● WORK REQUEST:
List every line below that contains the word "clicks".

[Start of section]

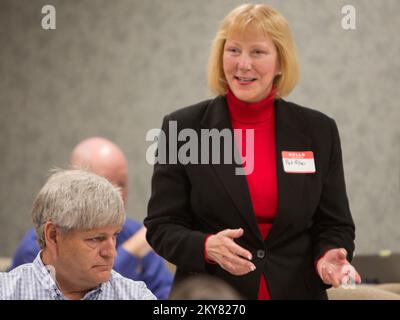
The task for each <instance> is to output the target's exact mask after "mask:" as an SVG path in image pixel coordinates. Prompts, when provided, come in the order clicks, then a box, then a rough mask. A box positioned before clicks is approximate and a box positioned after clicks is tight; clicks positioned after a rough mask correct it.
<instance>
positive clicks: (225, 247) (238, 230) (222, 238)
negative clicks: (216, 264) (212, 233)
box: [205, 228, 256, 276]
mask: <svg viewBox="0 0 400 320" xmlns="http://www.w3.org/2000/svg"><path fill="white" fill-rule="evenodd" d="M242 235H243V229H242V228H239V229H225V230H222V231H220V232H218V233H217V234H214V235H211V236H209V237H208V239H207V240H206V244H205V247H206V254H207V259H208V260H210V261H213V262H216V263H218V264H219V265H220V267H221V268H222V269H224V270H226V271H228V272H229V273H231V274H233V275H235V276H241V275H245V274H247V273H249V272H251V271H254V270H255V269H256V267H255V265H254V264H253V263H252V262H251V261H249V260H251V259H252V256H251V253H250V251H248V250H246V249H244V248H242V247H241V246H239V245H238V244H236V243H235V241H233V239H237V238H240V237H241V236H242Z"/></svg>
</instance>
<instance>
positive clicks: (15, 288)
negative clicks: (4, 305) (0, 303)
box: [0, 263, 33, 300]
mask: <svg viewBox="0 0 400 320" xmlns="http://www.w3.org/2000/svg"><path fill="white" fill-rule="evenodd" d="M32 277H33V268H32V263H26V264H23V265H20V266H18V267H16V268H15V269H13V270H11V271H9V272H1V273H0V300H9V299H18V297H17V296H16V294H17V293H18V292H23V291H24V288H25V287H26V281H25V280H26V279H29V278H32Z"/></svg>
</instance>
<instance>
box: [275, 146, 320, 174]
mask: <svg viewBox="0 0 400 320" xmlns="http://www.w3.org/2000/svg"><path fill="white" fill-rule="evenodd" d="M282 161H283V169H284V170H285V172H286V173H315V163H314V153H313V152H312V151H282Z"/></svg>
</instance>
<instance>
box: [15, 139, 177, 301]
mask: <svg viewBox="0 0 400 320" xmlns="http://www.w3.org/2000/svg"><path fill="white" fill-rule="evenodd" d="M70 164H71V166H72V167H75V168H77V167H79V168H84V169H88V170H90V171H92V172H94V173H96V174H97V175H99V176H102V177H105V178H106V179H107V180H108V181H110V182H111V183H112V184H113V185H115V186H117V187H119V188H120V191H121V193H122V199H123V201H124V203H125V204H126V201H127V196H128V184H127V180H128V174H127V172H128V166H127V161H126V157H125V155H124V154H123V152H122V151H121V149H120V148H119V147H118V146H117V145H115V144H114V143H112V142H111V141H109V140H106V139H104V138H99V137H94V138H89V139H86V140H84V141H82V142H80V143H79V144H78V145H77V146H76V147H75V148H74V150H73V151H72V154H71V159H70ZM39 250H40V249H39V246H38V244H37V241H36V235H35V231H34V229H33V228H32V229H30V230H28V232H27V233H26V234H25V236H24V238H23V239H22V240H21V242H20V244H19V245H18V248H17V250H16V252H15V254H14V257H13V260H12V265H11V267H10V269H9V270H12V269H14V268H15V267H17V266H19V265H21V264H24V263H29V262H32V261H33V259H35V257H36V256H37V254H38V252H39ZM114 270H115V271H117V272H118V273H120V274H121V275H123V276H124V277H127V278H129V279H132V280H136V281H143V282H145V283H146V285H147V287H148V288H149V289H150V290H151V291H152V292H153V293H154V294H155V296H156V297H157V298H158V299H166V298H167V297H168V294H169V291H170V289H171V285H172V278H173V277H172V273H171V272H170V271H169V270H168V268H167V267H166V265H165V262H164V260H163V259H162V258H161V257H160V256H158V255H157V254H156V253H155V252H154V251H153V250H152V249H151V247H150V245H149V244H148V243H147V241H146V229H145V227H144V226H143V225H142V224H140V223H139V222H136V221H134V220H132V219H129V218H127V219H126V221H125V224H124V226H123V228H122V231H121V232H120V233H119V235H118V237H117V257H116V258H115V264H114Z"/></svg>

[End of section]

● EXPECTED ANSWER:
The task for each <instance> is to output the target's exact mask after "mask:" as an SVG path in image pixel coordinates. Prompts, when provided, come in the order clicks, then a box, then a rough mask. A box positioned before clicks is approximate and a box positioned after clicks is tight; clicks positioned after a rough mask correct it.
positive clicks: (225, 247) (238, 230) (222, 238)
negative clicks: (216, 264) (212, 233)
positive clicks: (15, 288)
negative clicks: (4, 305) (0, 303)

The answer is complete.